### Extracted text:
+ + +

We have had charitable fundraisers, security system salesmen, politicians and purveyors of religion appear at the door. Sometimes the traffic has been so heavy it's hard to imagine that we live on an island. I guess that suburban door to door 'visitors' are universal. Perhaps the oddest thing I've seen at the door was the week after Halloween of this year. Supper was on the go in the kitchen and darkness had fallen. The doorbell rang...

The Happy Vegetables.

I opened the door and three young people stood before me, ready to get into their spiel about Oxfam. I have nothing against this fine organization but their people were more than a little creepy showing up at the door, in the dark, dressed as vegetables. Seriously. One was a carrot, another was a celery and the third was a vegetable yet to be named. Note to Oxfam: it may be in the best interest of your fundraisers NOT to show up at people's doors dressed as food items at supper time. Their being a couple days late for Halloween didn't help the oddness of the encounter. I can't help but think of a Barbara Walters interview in this situation. "If you were a vegetable, what type of vegetable would you be?"

What's the oddest person/thing that has appeared at YOUR door?

Wednesday, November 16, 2011

On Back Pain, Laziness and Lame Ass Excuses

OK...I suppose I left off on my last post with a bit of an ominous tone. And a cheesy grin.

Seriously, I'm doing great. Well...at least adequate.

I thought that I'd pop in and reassure the two or three readers I have left that I'm not pushing up daisies. Thanks for the concern shown via comments, phone and email.

In the past *checks back to when he last posted* 36 days I've managed to stay out of the hospital. The first couple of weeks of that time frame were taken up with my sister's visit from Edmonton. Our AHL hockey team began their season and I went to 5 home games in 11 nights.

+ + +

### Dataset excerpts:
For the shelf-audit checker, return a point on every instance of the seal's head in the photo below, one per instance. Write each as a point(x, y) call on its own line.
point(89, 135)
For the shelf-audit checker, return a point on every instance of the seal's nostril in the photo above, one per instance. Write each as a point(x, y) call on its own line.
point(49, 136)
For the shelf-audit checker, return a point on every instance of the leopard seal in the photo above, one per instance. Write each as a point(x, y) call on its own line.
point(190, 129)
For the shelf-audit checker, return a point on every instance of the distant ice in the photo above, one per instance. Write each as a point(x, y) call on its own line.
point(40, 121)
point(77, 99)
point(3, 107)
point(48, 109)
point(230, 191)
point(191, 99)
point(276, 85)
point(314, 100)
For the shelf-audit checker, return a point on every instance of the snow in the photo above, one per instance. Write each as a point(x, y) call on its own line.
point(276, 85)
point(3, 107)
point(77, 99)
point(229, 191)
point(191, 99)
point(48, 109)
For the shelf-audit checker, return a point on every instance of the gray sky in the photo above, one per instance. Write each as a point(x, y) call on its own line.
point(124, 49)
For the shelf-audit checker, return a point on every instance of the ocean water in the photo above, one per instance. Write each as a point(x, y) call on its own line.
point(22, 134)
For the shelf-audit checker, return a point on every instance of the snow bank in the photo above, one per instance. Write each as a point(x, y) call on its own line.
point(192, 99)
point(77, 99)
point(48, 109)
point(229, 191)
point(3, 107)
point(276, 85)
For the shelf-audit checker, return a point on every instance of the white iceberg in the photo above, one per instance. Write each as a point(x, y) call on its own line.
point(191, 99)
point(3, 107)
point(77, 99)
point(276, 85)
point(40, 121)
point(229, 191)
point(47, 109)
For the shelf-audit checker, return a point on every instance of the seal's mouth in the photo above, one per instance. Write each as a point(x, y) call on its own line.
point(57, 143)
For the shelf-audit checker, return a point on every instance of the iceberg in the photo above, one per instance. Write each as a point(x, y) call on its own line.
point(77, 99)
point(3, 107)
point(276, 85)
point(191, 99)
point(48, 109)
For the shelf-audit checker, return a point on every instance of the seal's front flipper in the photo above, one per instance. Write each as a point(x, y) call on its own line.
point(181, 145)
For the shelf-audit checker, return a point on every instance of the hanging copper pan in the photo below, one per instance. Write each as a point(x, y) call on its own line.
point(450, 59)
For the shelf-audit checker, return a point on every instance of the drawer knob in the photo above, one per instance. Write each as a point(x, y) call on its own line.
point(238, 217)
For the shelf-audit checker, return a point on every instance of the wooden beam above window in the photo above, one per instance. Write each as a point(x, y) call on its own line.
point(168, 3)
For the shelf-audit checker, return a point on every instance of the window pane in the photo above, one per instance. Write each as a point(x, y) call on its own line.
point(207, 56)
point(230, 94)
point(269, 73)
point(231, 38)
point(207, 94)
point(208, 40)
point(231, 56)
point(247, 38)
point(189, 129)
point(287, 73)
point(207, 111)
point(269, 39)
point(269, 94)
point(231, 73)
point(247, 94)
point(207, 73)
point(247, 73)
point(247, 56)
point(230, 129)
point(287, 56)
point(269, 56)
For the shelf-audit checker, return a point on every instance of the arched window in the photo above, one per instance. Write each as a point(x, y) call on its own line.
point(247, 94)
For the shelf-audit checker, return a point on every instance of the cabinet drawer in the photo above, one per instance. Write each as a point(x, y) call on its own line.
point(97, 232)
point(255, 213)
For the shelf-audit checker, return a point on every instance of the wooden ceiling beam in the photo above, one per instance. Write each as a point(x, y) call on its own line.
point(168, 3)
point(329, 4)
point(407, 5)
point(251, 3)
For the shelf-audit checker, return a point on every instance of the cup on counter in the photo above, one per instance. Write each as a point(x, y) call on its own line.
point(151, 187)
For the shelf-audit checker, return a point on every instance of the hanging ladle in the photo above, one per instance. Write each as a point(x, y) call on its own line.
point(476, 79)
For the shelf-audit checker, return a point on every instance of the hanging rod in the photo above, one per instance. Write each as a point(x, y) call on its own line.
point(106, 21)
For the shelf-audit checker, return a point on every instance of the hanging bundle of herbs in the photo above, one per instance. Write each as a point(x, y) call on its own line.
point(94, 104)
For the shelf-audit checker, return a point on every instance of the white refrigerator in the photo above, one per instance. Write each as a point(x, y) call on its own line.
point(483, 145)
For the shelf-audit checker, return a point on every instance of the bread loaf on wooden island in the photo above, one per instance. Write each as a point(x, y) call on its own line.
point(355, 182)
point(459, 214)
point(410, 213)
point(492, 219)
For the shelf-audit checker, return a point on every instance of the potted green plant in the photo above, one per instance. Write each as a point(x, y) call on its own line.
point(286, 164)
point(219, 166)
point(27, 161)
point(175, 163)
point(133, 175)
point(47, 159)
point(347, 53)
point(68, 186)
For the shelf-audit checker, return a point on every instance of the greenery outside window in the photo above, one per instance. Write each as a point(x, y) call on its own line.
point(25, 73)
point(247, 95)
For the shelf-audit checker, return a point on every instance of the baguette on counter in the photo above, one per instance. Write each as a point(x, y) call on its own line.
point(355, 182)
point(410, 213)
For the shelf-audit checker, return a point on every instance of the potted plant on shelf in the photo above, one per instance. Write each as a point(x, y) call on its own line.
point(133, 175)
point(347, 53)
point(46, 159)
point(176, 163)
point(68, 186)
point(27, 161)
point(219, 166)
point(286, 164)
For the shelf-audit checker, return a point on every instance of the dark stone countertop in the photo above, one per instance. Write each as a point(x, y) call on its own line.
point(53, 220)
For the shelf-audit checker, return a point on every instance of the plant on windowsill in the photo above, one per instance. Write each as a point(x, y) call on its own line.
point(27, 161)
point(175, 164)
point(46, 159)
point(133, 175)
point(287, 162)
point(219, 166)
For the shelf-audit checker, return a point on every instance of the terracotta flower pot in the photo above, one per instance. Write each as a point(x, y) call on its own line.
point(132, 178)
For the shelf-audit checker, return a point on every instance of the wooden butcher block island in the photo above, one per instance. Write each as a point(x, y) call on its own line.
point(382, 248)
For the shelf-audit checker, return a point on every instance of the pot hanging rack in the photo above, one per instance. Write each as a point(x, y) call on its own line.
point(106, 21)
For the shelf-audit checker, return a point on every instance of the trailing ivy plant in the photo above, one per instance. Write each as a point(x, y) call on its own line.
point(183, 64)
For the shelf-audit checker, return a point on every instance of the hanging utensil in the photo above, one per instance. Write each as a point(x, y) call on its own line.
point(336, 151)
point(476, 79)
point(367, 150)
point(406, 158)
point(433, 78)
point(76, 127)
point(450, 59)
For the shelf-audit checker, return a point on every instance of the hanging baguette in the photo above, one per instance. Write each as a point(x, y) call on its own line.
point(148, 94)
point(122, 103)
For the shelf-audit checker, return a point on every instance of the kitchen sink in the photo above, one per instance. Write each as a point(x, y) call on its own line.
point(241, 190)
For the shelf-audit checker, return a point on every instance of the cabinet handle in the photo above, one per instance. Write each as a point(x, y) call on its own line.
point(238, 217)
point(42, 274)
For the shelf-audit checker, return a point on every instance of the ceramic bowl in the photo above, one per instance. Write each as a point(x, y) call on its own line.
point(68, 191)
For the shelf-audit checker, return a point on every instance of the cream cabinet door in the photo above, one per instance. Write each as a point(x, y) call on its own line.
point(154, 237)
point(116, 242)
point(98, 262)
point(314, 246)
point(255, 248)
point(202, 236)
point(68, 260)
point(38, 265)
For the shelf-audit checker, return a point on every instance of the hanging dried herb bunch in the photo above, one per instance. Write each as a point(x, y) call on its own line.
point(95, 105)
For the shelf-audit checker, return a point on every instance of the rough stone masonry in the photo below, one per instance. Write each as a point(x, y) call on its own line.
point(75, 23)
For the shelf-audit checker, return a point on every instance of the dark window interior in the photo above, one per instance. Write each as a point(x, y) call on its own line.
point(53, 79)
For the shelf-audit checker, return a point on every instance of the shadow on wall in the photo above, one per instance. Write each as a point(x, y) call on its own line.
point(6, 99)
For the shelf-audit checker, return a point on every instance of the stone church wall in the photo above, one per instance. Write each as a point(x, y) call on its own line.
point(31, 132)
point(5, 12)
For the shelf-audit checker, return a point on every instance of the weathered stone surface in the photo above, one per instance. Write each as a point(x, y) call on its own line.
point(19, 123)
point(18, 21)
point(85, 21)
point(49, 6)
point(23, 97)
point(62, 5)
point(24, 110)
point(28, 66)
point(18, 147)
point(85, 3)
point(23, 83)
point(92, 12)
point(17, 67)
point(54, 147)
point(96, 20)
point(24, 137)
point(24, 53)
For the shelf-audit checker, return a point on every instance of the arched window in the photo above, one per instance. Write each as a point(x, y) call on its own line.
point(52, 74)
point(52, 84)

+ + +

Extract the part of the blog post that runs from "What's the oddest" down to "a cheesy grin.", copying it word for word.

### Problem solution:
What's the oddest person/thing that has appeared at YOUR door?

Wednesday, November 16, 2011

On Back Pain, Laziness and Lame Ass Excuses

OK...I suppose I left off on my last post with a bit of an ominous tone. And a cheesy grin.